Arrange each line of the material below into a Markdown table with the columns Row and Line, numbering the rows in order and omitting any blank lines.

Excerpts from a pointing dataset:
++++++++++++++++++++

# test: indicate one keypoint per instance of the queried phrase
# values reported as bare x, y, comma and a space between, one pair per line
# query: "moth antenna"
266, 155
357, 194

++++++++++++++++++++

▶ **TASK SOLUTION**
| Row | Line |
|---|---|
| 1 | # test: indicate one keypoint per instance of the queried phrase |
| 2 | # values reported as bare x, y, comma and a space between, one pair per line |
| 3 | # query: "moth antenna" |
| 4 | 266, 155 |
| 5 | 357, 194 |